Using the data below, copy out all lines with the word "guernsey".
[[ DATA SHOWN, beginning ]]
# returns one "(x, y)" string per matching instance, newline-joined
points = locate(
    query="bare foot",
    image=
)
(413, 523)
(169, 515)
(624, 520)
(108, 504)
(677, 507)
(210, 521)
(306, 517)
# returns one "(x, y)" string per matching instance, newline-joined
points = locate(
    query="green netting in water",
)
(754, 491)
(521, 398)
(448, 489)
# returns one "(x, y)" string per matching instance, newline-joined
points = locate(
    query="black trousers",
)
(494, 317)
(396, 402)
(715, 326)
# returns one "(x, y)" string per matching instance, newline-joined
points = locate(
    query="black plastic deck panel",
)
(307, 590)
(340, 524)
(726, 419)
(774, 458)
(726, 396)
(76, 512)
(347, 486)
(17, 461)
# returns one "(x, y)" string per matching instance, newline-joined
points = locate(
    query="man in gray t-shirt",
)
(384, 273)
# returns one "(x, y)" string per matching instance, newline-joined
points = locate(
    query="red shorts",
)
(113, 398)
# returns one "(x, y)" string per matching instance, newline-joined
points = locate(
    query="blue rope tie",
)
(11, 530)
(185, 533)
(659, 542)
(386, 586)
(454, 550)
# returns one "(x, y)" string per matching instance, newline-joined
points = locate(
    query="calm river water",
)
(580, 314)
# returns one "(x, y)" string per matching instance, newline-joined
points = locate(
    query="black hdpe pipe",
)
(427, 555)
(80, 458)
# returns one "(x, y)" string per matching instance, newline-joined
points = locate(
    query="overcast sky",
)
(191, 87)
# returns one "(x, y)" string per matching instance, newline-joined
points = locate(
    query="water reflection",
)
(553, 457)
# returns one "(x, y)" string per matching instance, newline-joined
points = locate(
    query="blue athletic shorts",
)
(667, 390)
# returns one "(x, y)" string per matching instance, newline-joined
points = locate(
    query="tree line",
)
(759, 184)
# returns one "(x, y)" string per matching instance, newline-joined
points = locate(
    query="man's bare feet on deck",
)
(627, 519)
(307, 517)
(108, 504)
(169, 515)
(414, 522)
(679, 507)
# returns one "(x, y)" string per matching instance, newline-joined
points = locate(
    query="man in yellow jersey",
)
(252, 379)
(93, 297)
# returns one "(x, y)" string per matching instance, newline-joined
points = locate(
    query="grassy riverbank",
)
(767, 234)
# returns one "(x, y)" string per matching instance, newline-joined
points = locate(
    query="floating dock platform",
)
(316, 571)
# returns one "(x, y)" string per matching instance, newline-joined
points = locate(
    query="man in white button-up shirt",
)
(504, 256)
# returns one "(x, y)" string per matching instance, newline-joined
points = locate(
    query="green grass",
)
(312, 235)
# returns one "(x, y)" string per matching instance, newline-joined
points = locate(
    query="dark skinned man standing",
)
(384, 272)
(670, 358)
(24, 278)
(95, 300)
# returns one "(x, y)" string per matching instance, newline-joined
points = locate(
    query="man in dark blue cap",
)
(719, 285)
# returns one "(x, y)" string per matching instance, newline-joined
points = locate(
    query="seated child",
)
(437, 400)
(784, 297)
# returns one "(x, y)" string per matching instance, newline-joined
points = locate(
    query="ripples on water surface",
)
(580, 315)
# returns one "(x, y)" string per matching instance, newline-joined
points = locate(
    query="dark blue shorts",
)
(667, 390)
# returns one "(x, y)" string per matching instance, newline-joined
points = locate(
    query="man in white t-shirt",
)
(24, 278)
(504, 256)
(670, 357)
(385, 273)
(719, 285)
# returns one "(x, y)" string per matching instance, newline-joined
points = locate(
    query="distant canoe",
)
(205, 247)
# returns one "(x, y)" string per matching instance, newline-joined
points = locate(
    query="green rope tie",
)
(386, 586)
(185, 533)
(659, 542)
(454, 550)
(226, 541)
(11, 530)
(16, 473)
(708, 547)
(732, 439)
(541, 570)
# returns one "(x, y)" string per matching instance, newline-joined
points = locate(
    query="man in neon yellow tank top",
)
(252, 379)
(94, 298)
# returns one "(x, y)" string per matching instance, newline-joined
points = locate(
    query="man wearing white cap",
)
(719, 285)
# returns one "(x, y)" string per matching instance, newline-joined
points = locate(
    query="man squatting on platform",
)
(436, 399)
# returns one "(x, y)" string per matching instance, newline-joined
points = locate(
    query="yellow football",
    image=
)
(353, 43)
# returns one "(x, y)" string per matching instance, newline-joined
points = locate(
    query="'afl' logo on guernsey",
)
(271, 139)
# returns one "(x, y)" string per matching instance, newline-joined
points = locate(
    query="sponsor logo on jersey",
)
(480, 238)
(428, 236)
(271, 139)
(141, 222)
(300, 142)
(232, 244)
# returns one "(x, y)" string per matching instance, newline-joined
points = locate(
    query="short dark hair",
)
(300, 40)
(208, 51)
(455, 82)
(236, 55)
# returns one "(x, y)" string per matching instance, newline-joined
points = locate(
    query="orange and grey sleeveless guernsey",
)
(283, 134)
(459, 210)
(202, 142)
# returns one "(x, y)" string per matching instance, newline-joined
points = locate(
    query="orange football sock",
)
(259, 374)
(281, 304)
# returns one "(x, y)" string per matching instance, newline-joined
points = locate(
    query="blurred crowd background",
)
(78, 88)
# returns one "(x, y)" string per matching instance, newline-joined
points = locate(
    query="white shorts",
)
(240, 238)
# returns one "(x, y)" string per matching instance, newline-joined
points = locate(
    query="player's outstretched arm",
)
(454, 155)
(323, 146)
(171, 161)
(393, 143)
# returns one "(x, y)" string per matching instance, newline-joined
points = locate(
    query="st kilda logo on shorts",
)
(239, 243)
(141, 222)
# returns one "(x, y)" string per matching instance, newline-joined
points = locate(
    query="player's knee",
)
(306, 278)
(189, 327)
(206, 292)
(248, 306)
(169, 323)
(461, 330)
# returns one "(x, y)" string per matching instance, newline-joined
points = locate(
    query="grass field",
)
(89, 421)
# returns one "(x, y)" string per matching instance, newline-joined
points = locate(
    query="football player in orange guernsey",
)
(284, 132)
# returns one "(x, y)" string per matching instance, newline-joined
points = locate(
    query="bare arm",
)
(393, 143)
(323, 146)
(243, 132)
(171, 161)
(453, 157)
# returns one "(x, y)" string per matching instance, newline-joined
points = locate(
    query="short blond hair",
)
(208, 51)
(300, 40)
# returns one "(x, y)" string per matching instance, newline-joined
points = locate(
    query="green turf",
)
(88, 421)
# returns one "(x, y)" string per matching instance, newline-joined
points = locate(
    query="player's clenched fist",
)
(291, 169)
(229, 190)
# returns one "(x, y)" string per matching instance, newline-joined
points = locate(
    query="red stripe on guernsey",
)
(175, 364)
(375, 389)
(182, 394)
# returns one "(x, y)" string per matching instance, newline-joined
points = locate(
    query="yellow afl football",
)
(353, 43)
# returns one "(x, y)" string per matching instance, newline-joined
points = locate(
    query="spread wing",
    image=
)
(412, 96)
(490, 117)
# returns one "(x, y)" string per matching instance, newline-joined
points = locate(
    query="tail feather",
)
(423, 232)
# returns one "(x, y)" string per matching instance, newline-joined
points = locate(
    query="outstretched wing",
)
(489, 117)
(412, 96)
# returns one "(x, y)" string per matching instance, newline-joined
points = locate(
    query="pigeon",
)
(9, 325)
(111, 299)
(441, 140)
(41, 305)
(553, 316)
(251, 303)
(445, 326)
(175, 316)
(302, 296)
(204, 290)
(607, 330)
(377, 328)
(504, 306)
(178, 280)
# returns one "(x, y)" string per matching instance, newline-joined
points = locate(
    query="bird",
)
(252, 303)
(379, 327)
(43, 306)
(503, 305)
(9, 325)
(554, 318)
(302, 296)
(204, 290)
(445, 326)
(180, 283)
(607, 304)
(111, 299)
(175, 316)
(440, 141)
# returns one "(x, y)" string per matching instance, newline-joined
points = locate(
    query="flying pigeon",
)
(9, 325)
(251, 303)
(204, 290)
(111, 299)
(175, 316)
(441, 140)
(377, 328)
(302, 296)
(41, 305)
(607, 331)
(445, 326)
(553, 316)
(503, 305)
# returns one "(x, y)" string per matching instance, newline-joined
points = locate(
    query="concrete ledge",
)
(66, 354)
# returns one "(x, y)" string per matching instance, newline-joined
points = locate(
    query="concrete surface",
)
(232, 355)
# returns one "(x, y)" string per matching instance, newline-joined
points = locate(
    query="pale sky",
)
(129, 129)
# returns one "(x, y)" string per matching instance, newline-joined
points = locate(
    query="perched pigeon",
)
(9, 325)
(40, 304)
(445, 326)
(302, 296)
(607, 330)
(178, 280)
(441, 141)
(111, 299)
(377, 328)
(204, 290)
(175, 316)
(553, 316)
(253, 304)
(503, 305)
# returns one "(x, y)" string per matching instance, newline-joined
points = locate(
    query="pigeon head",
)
[[ DATA SHOWN, end ]]
SOLUTION FOR THIS EXERCISE>
    query="'afl' logo on guernsey",
    query="orange and grey sleeveless guernsey",
    query="football player in orange guernsey",
    query="red stripe on guernsey",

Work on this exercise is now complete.